- THE REQUEST -
Reproduce the material below line for line without any changes, but leave out the pictures.

(Outline records for named regions)
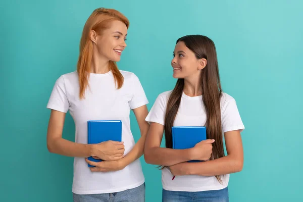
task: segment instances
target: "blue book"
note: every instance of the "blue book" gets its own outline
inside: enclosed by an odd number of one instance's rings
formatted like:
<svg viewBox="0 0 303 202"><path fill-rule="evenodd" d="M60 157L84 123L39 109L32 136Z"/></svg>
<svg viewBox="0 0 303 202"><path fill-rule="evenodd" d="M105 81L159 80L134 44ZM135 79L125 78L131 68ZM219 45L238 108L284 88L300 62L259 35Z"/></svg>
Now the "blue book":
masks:
<svg viewBox="0 0 303 202"><path fill-rule="evenodd" d="M184 149L192 148L202 140L206 139L205 126L174 126L172 127L173 148ZM199 162L192 160L188 162Z"/></svg>
<svg viewBox="0 0 303 202"><path fill-rule="evenodd" d="M87 121L87 143L97 144L112 140L121 141L122 136L122 122L120 120L88 121ZM89 161L95 162L102 161L92 157ZM94 167L88 164L89 167Z"/></svg>

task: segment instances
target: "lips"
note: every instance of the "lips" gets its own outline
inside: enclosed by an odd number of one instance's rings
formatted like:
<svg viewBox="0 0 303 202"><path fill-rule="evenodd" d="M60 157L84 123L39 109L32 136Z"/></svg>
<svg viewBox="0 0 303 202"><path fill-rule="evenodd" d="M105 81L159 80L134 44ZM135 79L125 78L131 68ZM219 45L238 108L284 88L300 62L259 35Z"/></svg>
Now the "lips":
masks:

- TASK RESULT -
task: segment instances
target: "blue book"
note: every instance of the "blue book" gets its own outline
inside: enclosed by an odd number of one instance's rings
formatted like:
<svg viewBox="0 0 303 202"><path fill-rule="evenodd" d="M60 157L84 123L39 109L32 136Z"/></svg>
<svg viewBox="0 0 303 202"><path fill-rule="evenodd" d="M105 81L159 80L134 44ZM135 79L125 78L131 68ZM219 45L238 108L284 88L300 62L259 35Z"/></svg>
Now the "blue book":
masks:
<svg viewBox="0 0 303 202"><path fill-rule="evenodd" d="M184 149L192 148L202 140L206 139L205 126L174 126L172 127L173 148ZM199 162L192 160L188 162Z"/></svg>
<svg viewBox="0 0 303 202"><path fill-rule="evenodd" d="M87 121L87 143L97 144L112 140L121 141L122 136L122 122L120 120L88 121ZM89 161L95 162L102 161L92 157ZM94 167L88 164L89 167Z"/></svg>

task: segment instances
target: "lips"
note: every instance of the "lips" gets its own outline
inside: enclosed by an odd number of one instance's rings
formatted like:
<svg viewBox="0 0 303 202"><path fill-rule="evenodd" d="M60 157L84 123L39 109L32 136Z"/></svg>
<svg viewBox="0 0 303 202"><path fill-rule="evenodd" d="M105 81L159 80L134 44ZM135 79L125 78L131 68ZM219 45L238 108L284 88L300 62L259 35Z"/></svg>
Now the "lips":
masks:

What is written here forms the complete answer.